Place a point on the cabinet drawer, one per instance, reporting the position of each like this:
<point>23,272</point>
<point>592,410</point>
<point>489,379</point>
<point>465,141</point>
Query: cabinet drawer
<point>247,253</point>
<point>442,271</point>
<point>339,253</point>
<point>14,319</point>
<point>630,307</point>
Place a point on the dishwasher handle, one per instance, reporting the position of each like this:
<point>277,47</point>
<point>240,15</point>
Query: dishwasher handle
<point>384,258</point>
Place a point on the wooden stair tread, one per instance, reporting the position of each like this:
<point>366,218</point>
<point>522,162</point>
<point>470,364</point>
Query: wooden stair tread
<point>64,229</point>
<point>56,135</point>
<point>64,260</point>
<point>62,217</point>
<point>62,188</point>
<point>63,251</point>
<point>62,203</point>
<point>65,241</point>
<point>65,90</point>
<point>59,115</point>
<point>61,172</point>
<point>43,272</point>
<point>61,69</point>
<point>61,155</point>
* * * * * * * * *
- _What to work on_
Return the whole listing above verbatim, reproducing every line in its original order without any change.

- _Solution to this exercise_
Place a point on the cabinet drawer, one per instance, reporting the position of each like this:
<point>23,272</point>
<point>592,410</point>
<point>489,379</point>
<point>465,141</point>
Query: cabinet drawer
<point>247,253</point>
<point>442,271</point>
<point>339,253</point>
<point>14,319</point>
<point>630,307</point>
Place a point on the dishwasher handle, one per instance, reporting the position of each like this:
<point>277,47</point>
<point>240,15</point>
Query: dishwasher handle
<point>384,258</point>
Place a point on the wooden stair tread, one per instance, reporting the position of each like this:
<point>366,218</point>
<point>522,162</point>
<point>470,364</point>
Query: wooden stair tread
<point>64,229</point>
<point>56,135</point>
<point>64,260</point>
<point>62,217</point>
<point>62,188</point>
<point>63,251</point>
<point>62,203</point>
<point>65,241</point>
<point>65,90</point>
<point>59,115</point>
<point>61,172</point>
<point>43,272</point>
<point>61,69</point>
<point>61,155</point>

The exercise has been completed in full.